WHAT TO WORK ON:
Return, unchanged, the lines of the data starting with the line that contains "# test: point out the brass collet, one" and going on through the final line of the data.

INPUT ROWS:

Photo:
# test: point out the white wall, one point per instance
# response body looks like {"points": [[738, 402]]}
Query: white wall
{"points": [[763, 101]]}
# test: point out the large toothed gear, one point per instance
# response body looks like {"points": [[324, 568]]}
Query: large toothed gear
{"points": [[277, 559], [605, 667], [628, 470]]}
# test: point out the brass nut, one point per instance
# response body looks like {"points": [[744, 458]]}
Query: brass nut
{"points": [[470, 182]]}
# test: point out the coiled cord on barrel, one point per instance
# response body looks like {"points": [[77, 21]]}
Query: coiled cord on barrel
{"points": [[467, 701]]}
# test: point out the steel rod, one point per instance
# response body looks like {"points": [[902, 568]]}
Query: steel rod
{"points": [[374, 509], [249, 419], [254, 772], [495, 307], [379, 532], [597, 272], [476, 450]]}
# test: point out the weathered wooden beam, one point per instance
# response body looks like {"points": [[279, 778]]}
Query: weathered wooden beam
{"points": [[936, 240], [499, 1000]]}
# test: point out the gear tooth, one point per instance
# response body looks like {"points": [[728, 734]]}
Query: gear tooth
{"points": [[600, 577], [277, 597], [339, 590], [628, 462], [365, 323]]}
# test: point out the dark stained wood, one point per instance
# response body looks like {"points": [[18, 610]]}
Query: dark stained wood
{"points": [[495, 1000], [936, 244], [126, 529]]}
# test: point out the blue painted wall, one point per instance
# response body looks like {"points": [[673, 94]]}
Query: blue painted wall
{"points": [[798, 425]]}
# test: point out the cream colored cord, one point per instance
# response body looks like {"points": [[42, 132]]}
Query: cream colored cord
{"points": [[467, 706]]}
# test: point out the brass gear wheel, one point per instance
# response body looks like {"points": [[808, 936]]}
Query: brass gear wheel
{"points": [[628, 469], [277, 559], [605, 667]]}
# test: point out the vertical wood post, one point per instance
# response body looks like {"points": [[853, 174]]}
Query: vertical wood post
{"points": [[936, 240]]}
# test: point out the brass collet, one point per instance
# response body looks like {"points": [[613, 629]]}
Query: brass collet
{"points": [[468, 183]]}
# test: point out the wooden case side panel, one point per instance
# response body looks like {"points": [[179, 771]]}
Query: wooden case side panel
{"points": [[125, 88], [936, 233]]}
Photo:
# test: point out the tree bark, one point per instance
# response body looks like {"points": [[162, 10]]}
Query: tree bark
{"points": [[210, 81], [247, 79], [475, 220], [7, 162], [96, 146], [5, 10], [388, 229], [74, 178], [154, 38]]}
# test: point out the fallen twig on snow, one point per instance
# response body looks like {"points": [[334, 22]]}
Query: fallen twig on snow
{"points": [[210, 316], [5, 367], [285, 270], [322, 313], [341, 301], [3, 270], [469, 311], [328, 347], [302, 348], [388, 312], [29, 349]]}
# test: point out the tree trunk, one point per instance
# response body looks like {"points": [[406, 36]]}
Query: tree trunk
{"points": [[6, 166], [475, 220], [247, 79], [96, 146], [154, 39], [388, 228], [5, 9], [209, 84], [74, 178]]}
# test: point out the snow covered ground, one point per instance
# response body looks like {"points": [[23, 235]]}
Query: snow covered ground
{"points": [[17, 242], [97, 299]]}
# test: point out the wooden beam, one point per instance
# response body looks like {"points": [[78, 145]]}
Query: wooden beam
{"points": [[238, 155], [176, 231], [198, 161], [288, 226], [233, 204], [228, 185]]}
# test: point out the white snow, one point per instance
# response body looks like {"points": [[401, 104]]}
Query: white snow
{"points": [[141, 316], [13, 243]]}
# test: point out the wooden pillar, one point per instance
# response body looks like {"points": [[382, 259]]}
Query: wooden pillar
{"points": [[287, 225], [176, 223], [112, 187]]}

SOLUTION TO THIS PROBLEM:
# test: point out the brass collet, one point per instance
# response body looks like {"points": [[613, 629]]}
Query: brass collet
{"points": [[468, 183]]}
# test: point out the wooden case side panel, one point per instance
# response body looks like {"points": [[179, 771]]}
Query: wooden case side panel
{"points": [[125, 88], [936, 233]]}
Photo:
# test: point out the tree bark, one point per instance
# response body looks like {"points": [[162, 10]]}
Query: tree bark
{"points": [[210, 81], [247, 79], [475, 220], [7, 162], [96, 146], [5, 10], [388, 229], [74, 178], [154, 38]]}
# test: point out the fallen twig on snow, one point per instance
# response body looks like {"points": [[334, 22]]}
Query: fallen twig on snow
{"points": [[210, 316], [5, 367], [285, 270], [322, 313], [341, 301], [3, 270], [469, 311], [328, 347], [302, 348], [388, 312], [29, 349]]}
# test: point out the tree trunk, one point per instance
# response body looks like {"points": [[406, 36]]}
Query: tree trunk
{"points": [[6, 166], [475, 220], [247, 79], [96, 146], [154, 39], [388, 228], [5, 9], [209, 84], [74, 178]]}
# test: point out the snow covered ground, one point per instance
# response body looks like {"points": [[23, 235]]}
Query: snow covered ground
{"points": [[17, 242], [97, 299]]}
# test: point out the wooden beam, one point per instance
# response body looks like {"points": [[78, 145]]}
Query: wooden beam
{"points": [[238, 155], [176, 231], [198, 161], [288, 226], [233, 204], [228, 185]]}
# test: point out the white snow, one point per instance
# response body looks like {"points": [[401, 104]]}
Query: white snow
{"points": [[141, 316], [13, 243]]}
# test: point out the wooden pillar, one point per instance
# response body looks like {"points": [[382, 259]]}
Query: wooden pillar
{"points": [[287, 225], [176, 223], [112, 187]]}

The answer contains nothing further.